Would you please output only the lines from the one containing "target | floral arch" through the end of the entries below, exactly as written?

*** Supplied information Section Begins ***

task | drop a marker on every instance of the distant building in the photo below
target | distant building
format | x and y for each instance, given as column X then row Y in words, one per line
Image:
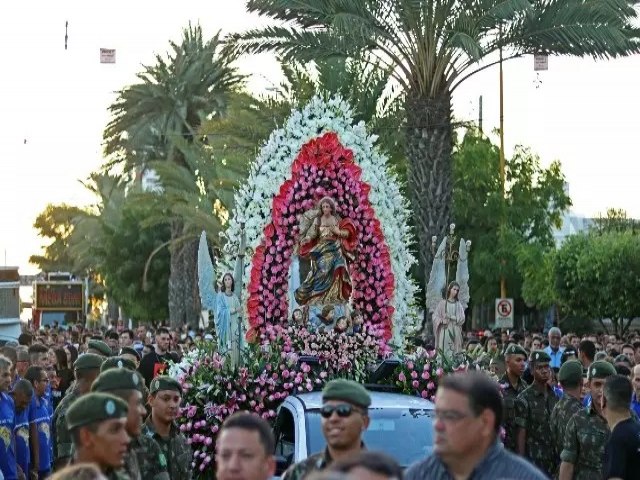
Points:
column 571, row 224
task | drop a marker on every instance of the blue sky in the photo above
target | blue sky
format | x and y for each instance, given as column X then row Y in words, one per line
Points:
column 584, row 113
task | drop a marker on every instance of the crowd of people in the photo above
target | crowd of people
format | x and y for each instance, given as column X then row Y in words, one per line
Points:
column 97, row 404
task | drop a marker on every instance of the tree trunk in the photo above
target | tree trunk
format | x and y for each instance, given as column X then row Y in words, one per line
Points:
column 430, row 171
column 176, row 278
column 191, row 297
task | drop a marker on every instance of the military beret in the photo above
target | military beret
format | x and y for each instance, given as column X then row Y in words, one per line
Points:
column 164, row 382
column 101, row 347
column 116, row 379
column 95, row 407
column 515, row 349
column 601, row 369
column 539, row 356
column 117, row 362
column 87, row 361
column 22, row 355
column 130, row 351
column 347, row 390
column 622, row 358
column 570, row 372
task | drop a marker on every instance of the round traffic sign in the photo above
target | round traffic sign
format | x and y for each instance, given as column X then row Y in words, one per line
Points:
column 504, row 308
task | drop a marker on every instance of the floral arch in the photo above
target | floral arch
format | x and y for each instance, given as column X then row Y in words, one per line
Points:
column 321, row 152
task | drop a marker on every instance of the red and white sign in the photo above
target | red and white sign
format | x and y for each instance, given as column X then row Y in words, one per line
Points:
column 107, row 55
column 540, row 62
column 504, row 312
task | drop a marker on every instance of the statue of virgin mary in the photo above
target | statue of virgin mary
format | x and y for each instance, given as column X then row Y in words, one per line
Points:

*** Supplied information Section Ends ***

Answer for this exercise>
target | floral arch
format | x and y for each instance, given as column X then row Y in words, one per line
Points:
column 321, row 152
task | drop a marker on every instance of the red and white sign in the photo above
target | red and white sign
format | x and y for each instance, given as column X then row Y in words, one per line
Points:
column 107, row 55
column 540, row 62
column 504, row 312
task | drop a marker on every instance of the statue of virgin mary in the photo above
target | statue of virgin mary
format | x and y for each instance, given as column X then row Y in words, one per line
Points:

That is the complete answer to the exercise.